- **STATED TASK**
Gather every line below that contains the word "black", and copy each one in full. Case counts.

- **ENTRIES PROVIDED**

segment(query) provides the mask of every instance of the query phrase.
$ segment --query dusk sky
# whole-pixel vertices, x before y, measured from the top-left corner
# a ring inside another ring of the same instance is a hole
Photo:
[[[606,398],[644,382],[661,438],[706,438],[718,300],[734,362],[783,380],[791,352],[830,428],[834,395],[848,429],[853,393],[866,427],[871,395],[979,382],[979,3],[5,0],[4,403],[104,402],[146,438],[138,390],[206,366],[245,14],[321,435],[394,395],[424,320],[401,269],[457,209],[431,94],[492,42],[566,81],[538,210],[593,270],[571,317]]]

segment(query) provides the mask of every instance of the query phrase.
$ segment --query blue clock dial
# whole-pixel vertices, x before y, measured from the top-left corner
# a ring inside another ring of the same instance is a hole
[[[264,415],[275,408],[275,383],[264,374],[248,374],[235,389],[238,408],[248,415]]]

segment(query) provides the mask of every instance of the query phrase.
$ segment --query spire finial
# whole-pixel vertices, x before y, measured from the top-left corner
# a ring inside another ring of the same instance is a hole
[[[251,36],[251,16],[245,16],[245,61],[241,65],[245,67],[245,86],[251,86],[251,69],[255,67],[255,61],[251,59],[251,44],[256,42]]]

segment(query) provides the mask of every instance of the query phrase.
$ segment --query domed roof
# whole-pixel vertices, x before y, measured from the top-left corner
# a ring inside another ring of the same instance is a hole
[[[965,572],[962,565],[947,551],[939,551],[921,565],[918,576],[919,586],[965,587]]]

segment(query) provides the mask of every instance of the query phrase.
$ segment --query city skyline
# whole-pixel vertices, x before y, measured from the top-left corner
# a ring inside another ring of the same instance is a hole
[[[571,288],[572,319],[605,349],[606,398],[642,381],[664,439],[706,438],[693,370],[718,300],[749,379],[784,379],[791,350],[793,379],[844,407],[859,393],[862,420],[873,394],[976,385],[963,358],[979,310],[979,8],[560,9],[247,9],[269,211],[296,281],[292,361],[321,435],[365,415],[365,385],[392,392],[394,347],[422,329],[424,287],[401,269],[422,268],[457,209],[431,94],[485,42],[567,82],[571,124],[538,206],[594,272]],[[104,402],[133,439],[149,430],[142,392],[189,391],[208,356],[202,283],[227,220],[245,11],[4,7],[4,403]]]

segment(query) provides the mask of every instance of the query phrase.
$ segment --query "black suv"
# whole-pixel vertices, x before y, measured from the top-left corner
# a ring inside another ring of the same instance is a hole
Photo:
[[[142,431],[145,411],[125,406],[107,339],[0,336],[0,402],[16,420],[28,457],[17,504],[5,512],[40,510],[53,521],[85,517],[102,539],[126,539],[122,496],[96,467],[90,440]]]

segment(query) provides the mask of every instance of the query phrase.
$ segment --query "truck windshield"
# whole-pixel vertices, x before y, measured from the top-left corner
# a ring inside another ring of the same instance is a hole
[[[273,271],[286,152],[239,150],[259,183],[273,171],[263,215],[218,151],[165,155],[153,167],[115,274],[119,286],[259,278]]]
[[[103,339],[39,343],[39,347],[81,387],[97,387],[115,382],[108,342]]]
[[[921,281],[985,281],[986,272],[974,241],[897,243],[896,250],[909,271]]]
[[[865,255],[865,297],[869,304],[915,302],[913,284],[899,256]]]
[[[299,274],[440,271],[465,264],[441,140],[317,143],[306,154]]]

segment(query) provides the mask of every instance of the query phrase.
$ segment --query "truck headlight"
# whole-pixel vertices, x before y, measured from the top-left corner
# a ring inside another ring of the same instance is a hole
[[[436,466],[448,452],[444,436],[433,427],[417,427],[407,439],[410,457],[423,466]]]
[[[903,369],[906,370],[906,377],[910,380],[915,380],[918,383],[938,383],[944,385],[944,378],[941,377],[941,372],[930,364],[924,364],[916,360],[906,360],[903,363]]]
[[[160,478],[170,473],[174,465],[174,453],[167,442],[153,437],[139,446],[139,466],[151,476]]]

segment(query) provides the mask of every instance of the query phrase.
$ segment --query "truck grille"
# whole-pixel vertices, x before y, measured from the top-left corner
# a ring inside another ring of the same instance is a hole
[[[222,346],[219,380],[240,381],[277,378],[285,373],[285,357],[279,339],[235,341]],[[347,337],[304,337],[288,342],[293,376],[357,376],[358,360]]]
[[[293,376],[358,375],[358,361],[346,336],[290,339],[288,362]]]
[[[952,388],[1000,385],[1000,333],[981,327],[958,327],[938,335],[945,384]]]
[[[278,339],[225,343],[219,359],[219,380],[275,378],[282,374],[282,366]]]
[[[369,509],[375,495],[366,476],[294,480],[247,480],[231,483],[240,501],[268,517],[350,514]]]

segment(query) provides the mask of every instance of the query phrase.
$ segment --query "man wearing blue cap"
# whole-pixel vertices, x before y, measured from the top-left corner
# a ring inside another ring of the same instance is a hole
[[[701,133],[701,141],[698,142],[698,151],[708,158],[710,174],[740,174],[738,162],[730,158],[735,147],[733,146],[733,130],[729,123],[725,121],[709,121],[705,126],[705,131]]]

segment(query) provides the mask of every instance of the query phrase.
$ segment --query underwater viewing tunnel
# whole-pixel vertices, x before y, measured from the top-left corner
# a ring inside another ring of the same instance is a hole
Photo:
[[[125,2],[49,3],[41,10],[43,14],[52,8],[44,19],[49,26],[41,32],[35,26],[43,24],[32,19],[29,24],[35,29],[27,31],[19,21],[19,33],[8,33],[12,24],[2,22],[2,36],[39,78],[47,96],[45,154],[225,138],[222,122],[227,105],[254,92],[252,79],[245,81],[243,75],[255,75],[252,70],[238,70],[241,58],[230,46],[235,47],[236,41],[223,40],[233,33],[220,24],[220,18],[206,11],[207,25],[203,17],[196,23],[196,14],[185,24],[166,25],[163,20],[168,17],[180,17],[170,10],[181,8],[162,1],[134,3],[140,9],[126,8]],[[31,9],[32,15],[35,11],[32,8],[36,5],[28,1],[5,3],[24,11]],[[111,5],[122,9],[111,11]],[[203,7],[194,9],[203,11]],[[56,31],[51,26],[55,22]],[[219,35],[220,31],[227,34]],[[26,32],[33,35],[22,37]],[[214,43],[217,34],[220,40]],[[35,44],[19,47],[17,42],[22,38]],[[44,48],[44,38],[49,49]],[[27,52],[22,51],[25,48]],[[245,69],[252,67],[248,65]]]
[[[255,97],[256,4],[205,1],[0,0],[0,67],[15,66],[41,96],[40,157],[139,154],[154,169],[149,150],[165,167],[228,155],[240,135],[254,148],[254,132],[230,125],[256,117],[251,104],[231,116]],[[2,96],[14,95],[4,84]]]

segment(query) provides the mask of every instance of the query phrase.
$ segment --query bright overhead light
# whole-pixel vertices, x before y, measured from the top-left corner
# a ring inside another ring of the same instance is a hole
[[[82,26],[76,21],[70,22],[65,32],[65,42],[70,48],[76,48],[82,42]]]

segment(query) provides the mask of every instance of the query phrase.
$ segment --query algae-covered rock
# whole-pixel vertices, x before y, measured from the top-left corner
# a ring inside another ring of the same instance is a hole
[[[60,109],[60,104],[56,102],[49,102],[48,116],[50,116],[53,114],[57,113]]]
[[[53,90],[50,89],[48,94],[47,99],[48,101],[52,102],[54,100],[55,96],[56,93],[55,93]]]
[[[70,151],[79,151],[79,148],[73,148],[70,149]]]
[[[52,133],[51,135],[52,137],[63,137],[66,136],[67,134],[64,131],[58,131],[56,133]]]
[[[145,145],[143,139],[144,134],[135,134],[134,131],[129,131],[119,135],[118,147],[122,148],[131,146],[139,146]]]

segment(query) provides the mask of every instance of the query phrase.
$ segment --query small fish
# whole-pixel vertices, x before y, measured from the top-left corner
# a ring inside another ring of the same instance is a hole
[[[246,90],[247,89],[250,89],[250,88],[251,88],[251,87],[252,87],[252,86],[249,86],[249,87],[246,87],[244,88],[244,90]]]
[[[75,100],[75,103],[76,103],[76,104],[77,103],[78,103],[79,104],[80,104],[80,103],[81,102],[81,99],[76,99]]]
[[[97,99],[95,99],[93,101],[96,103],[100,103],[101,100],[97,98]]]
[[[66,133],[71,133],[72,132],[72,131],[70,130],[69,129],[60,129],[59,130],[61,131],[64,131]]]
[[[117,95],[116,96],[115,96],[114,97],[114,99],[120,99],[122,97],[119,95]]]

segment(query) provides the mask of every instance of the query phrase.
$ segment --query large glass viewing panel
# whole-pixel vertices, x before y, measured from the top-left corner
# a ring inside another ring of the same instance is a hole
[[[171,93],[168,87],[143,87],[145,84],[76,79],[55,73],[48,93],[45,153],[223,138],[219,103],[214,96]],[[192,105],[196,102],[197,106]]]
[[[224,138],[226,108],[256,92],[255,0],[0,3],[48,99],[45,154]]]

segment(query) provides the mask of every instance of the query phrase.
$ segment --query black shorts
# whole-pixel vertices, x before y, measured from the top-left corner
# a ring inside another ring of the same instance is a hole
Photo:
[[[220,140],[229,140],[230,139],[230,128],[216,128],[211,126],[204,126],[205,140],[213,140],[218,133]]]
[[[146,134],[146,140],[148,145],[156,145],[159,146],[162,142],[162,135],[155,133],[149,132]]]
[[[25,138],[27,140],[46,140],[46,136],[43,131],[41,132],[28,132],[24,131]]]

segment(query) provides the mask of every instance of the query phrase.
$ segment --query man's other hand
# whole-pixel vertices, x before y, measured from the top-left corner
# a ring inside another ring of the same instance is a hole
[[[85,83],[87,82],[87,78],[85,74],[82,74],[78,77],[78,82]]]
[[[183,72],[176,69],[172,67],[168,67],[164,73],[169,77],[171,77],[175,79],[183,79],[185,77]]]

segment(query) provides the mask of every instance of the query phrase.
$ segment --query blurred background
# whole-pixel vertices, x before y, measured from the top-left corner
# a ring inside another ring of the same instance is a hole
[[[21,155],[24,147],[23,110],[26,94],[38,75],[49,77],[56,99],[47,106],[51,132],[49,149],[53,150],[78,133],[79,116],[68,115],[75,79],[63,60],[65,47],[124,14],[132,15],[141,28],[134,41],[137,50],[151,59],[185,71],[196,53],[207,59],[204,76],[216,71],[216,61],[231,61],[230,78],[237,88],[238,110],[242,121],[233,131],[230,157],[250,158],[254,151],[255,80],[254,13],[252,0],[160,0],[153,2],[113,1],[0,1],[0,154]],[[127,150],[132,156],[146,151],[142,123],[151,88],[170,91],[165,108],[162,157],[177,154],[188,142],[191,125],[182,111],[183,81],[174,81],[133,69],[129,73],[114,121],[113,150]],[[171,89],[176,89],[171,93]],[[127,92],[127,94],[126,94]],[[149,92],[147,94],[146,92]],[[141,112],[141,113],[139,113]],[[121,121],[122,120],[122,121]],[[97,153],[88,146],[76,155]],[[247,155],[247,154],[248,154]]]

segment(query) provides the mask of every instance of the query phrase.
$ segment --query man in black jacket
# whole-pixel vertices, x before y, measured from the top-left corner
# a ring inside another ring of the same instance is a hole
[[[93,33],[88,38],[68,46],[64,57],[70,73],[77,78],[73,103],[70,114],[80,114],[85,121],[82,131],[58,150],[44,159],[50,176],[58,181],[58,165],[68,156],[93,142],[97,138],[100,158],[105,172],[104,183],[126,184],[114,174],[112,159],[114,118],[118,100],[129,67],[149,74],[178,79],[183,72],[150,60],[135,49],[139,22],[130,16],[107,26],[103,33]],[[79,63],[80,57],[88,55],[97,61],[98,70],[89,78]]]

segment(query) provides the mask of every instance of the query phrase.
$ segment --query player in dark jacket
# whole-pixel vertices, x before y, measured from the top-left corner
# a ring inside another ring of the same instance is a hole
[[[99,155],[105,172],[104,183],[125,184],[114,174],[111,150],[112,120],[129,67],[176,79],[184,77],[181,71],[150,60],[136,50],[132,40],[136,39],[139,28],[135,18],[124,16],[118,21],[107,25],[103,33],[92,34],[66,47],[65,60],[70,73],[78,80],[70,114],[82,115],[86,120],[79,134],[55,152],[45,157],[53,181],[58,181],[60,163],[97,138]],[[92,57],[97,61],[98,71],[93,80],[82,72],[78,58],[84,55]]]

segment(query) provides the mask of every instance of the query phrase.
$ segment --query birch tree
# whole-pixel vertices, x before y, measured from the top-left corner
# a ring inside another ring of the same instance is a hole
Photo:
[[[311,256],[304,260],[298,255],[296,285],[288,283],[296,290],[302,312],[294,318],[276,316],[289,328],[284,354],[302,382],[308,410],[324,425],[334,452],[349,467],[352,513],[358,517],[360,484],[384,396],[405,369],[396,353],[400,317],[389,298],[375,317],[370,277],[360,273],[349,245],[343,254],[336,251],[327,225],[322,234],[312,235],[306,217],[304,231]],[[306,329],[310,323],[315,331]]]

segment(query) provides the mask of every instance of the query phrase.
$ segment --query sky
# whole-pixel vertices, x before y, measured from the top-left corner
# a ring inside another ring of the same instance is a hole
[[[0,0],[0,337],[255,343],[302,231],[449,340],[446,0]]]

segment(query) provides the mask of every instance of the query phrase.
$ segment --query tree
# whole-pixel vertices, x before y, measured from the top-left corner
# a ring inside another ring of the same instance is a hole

- **COMPLETED EXERCISE**
$ segment --query "black suv"
$ segment --query black shorts
$ segment --query man in black jacket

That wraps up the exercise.